▸ **SELECTED TEXT**:
* * * * * * * * *
In a healthy workplace, pressure is used to motivate, guide, and align a team toward shared goals. But there are environments where stress is not a byproduct of the job but a deliberate tactic. When the pressure feels targeted, inconsistent, or strangely personal, it raises a different question: why would a manager intentionally push someone toward stress?
Understanding these possibilities does not excuse the behavior, but it helps you identify what is happening, protect your mental space, and decide how to respond.
1. To Test Your Limits or Loyalty
Some managers create controlled chaos to see who can handle it. They believe stress reveals character, commitment, and loyalty. Instead of asking for clarity or assessing skills through normal means, they intentionally overload you to watch how you respond. The problem is that this turns your wellbeing into an experiment.
2. To Maintain Control or Authority
A stressed employee is often a compliant employee. When someone is overwhelmed, they have less energy to question decisions, negotiate, or push back. Bosses who crave control may use stress as a method to keep people off balance and ensure their authority goes unchallenged.
3. To Justify Certain Outcomes
If a boss wants to replace you, reduce your opportunities, or eventually push you out, deliberate stress can create a narrative. They can claim you are underperforming, unfocused, or struggling, even though the environment was engineered to create that result. It becomes a self-fulfilling setup that benefits them.
4. To Make You Depend on Them
Some leaders intentionally create problems and then swoop in with solutions. This creates a dependency cycle. Stress is used as leverage so they can position themselves as the only person who can “save the day.” This tactic feeds a sense of importance, influence, or ego.
5. To Increase Output Without Increasing Costs
When a boss knows an employee is reliable, they may exploit that reliability by giving them more work than is reasonable. Stress becomes a strategy to maximize productivity without offering additional pay, resources, or support. It is a shortcut that benefits the organization at your expense.
6. To Divert Attention From Their Own Weaknesses
Overwhelming employees can distract from a manager’s own shortcomings. If you are too stressed to notice the missing leadership, flawed planning, or poor strategy, their mistakes stay hidden. The chaos serves as camouflage.
7. To Create Division Within the Team
Certain leaders thrive when team members are too stressed to communicate clearly or support one another. By overloading individuals, they prevent collaboration and unity. A fragmented team is easier to control and harder to organize against poor management.
8. To See Who Will Break First
In competitive or toxic work cultures, some bosses believe that the “strongest” employees are the ones who survive extreme pressure. This mindset treats people like disposable resources instead of humans. It attempts to create a hierarchy through endurance rather than skill.
Recognizing the Signs
If stress feels intentional, look for patterns: impossible deadlines, mixed messages, manufactured urgency, or criticism without guidance. These are not signs of leadership. They are signs of manipulation.
How to Protect Yourself
Document everything. Create clarity through written communication. Set boundaries where possible. Strengthen your network inside and outside the company. And most importantly, remember that being targeted with stress does not mean you are weak. It means someone else is misusing their authority.
Stress should never be a tool for control. When it is, the issue is not your ability to handle pressure. The issue is the environment you are being asked to endure.
* * * * * * * * *
▸ **EXTRACTED RECORDS**:
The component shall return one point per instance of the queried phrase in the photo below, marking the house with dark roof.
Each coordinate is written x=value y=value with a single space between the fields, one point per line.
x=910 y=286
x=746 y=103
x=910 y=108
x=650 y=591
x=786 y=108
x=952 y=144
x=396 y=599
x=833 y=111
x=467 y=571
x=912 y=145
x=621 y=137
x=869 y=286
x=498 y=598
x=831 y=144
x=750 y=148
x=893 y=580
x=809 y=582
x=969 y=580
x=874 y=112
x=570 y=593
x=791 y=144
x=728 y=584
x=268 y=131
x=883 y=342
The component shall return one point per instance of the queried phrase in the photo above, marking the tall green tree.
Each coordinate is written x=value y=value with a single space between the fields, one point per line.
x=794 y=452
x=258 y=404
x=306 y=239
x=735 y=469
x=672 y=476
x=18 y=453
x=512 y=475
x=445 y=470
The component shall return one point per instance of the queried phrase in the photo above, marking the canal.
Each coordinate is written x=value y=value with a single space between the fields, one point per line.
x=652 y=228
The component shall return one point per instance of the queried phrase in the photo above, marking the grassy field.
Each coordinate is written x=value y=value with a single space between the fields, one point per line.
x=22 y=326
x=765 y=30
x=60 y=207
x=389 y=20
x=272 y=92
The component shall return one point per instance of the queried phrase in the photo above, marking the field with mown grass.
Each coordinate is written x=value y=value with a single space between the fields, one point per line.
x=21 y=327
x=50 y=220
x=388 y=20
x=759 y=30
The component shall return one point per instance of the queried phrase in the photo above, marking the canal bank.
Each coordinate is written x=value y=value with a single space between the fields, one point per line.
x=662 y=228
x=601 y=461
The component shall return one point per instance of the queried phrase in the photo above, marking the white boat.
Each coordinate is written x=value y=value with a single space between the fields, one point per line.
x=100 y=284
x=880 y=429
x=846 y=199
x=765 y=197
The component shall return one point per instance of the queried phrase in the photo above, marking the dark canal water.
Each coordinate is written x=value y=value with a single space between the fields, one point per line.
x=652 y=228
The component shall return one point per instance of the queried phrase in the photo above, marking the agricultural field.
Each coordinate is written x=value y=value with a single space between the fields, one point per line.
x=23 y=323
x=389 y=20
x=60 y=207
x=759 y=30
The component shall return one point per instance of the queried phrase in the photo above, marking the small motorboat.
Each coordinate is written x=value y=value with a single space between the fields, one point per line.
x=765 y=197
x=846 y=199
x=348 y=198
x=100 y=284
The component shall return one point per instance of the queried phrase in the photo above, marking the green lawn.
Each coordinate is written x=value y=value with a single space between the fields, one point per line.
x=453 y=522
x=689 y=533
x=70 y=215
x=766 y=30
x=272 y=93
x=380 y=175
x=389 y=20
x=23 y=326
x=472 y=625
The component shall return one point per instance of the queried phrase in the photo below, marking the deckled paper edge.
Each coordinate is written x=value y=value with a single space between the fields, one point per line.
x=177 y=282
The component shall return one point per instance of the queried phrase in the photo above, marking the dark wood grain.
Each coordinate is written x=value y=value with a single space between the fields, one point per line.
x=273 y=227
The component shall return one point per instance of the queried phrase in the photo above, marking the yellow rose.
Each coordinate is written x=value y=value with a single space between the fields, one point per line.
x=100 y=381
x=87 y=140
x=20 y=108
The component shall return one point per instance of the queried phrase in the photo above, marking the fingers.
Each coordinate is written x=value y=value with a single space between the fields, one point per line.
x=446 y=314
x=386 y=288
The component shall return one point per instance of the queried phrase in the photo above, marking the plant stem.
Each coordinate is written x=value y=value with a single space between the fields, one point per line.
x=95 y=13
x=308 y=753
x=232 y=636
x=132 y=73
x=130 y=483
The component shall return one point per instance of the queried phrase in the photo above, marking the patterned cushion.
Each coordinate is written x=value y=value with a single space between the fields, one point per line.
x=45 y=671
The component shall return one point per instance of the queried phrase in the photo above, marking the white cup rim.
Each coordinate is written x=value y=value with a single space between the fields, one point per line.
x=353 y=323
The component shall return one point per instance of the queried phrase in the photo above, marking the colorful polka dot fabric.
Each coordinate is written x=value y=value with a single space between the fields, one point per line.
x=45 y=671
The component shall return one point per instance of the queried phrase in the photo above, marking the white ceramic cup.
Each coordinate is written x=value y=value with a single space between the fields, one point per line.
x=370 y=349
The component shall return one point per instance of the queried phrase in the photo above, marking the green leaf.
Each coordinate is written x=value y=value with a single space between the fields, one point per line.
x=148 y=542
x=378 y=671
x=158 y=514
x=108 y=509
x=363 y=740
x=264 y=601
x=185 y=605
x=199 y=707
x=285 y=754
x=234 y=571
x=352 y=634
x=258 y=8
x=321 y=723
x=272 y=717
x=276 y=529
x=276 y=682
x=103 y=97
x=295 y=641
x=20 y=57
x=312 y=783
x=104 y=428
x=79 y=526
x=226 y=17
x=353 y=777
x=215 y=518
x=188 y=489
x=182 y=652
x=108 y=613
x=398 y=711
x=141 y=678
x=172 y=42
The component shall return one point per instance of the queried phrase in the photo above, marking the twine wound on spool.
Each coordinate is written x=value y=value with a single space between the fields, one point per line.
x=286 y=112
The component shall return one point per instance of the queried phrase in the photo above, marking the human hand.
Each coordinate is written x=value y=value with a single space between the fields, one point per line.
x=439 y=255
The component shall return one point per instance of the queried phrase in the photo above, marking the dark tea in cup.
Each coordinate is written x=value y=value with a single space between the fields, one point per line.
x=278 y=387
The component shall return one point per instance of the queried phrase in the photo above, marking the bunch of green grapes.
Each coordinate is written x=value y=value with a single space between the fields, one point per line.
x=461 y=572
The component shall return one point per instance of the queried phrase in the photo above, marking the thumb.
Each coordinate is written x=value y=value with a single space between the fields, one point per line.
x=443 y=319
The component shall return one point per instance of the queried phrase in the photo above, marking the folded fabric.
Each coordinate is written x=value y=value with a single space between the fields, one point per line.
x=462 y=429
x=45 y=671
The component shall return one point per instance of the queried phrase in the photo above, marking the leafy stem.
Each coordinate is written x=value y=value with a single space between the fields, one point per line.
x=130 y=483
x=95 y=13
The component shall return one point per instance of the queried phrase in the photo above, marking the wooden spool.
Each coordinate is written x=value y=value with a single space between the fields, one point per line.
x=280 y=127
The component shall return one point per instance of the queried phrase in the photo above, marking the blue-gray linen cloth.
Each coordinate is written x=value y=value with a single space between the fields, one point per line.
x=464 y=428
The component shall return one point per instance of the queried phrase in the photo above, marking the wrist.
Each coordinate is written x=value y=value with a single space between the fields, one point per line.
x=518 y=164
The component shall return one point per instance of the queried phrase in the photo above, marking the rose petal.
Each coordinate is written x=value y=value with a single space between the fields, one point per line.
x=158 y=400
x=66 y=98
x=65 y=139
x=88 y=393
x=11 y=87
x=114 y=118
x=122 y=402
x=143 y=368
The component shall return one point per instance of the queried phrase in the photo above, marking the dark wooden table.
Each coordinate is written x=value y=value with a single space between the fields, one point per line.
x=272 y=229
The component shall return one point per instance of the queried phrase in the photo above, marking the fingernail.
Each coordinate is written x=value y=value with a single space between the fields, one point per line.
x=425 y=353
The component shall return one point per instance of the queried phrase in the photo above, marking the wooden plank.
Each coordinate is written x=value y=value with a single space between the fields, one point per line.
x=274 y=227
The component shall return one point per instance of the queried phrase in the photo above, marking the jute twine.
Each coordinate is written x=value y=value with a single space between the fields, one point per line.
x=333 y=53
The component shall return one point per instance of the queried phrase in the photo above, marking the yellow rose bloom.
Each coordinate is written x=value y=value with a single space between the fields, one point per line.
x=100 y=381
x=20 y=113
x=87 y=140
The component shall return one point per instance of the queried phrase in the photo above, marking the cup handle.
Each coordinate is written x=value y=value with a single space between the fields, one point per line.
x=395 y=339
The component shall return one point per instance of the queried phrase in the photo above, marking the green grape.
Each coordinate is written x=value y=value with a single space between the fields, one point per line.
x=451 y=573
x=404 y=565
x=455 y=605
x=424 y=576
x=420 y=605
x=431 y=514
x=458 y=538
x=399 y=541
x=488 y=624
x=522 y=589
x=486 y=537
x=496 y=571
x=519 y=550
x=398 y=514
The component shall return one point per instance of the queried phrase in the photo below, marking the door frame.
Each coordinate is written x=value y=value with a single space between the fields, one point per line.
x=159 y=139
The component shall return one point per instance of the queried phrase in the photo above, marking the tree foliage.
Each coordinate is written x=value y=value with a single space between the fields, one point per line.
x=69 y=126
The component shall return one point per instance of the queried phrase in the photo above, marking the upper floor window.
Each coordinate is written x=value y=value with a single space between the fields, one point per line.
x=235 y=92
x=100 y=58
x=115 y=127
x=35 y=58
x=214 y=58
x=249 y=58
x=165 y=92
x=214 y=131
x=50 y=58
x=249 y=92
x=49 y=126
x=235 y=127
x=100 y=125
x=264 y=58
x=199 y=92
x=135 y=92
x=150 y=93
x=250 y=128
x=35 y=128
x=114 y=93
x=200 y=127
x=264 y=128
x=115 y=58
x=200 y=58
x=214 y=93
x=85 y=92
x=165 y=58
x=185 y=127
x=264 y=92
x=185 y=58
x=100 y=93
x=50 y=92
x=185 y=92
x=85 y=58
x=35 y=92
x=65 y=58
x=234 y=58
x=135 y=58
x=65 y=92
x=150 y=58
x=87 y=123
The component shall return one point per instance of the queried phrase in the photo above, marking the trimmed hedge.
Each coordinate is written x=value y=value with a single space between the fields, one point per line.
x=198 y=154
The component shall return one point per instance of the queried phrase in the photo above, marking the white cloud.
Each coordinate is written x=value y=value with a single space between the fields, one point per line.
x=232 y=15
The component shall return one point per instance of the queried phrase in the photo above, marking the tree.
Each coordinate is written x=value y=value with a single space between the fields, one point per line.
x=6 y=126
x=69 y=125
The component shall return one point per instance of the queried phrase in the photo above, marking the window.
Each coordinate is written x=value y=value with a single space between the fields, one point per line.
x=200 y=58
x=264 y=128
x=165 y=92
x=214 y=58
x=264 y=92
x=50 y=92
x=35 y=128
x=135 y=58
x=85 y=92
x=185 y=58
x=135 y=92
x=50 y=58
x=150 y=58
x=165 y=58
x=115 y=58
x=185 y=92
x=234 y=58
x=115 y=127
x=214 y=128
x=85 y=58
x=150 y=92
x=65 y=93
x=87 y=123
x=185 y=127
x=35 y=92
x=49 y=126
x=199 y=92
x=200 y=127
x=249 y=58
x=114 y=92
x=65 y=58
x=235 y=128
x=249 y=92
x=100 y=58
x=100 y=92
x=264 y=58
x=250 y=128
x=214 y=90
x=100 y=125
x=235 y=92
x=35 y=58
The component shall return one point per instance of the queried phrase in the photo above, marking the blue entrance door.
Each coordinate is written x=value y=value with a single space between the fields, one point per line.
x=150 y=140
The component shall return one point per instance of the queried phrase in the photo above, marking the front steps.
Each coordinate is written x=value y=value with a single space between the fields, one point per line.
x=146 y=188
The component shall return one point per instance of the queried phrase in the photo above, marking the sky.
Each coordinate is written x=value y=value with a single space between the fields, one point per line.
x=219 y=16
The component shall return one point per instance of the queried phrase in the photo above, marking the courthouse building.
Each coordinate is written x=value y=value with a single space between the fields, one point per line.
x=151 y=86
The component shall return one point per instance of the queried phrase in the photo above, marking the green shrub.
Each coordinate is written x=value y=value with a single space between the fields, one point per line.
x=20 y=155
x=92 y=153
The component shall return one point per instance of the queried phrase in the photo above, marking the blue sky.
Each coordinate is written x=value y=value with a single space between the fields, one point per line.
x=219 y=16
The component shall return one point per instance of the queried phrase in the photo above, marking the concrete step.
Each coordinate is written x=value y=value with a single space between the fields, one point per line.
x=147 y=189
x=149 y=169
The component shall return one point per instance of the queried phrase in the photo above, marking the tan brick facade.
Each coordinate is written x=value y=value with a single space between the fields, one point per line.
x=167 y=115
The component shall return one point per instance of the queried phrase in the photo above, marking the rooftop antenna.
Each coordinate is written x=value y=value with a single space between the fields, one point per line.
* * * * * * * * *
In the article on managers who create stress on purpose, what does the chaos serve as when a manager overwhelms employees to hide their own weaknesses? None of the data is needed for the task.

The chaos serves as camouflage.